- **Problem to work on**: Leaving the images aside, transcribe all the data below exactly.

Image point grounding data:
*** Begin section ***

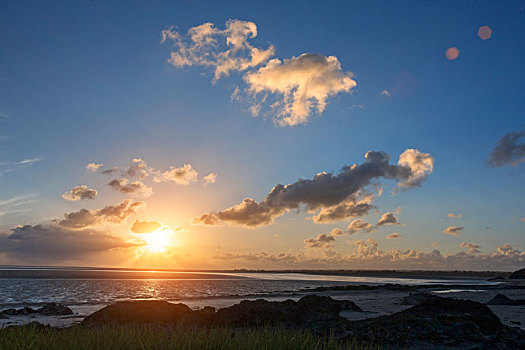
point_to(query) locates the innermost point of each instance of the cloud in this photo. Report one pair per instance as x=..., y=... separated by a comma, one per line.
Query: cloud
x=29, y=161
x=79, y=193
x=359, y=225
x=184, y=175
x=421, y=165
x=224, y=50
x=322, y=240
x=145, y=226
x=112, y=214
x=453, y=230
x=210, y=178
x=508, y=150
x=302, y=84
x=342, y=211
x=135, y=188
x=93, y=167
x=249, y=213
x=138, y=168
x=58, y=243
x=324, y=190
x=367, y=255
x=388, y=219
x=472, y=247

*** End section ***

- **Worked solution**:
point_to(query) locates the innermost point of each instance of the cloud in this photo. Report one pair per instance as x=..., y=... separated by a comma, one per line.
Query: cloud
x=29, y=161
x=79, y=193
x=359, y=225
x=184, y=175
x=421, y=165
x=224, y=50
x=322, y=240
x=145, y=226
x=112, y=214
x=453, y=230
x=210, y=178
x=508, y=150
x=302, y=84
x=342, y=211
x=135, y=188
x=93, y=167
x=249, y=213
x=138, y=168
x=58, y=243
x=324, y=190
x=367, y=255
x=388, y=219
x=472, y=247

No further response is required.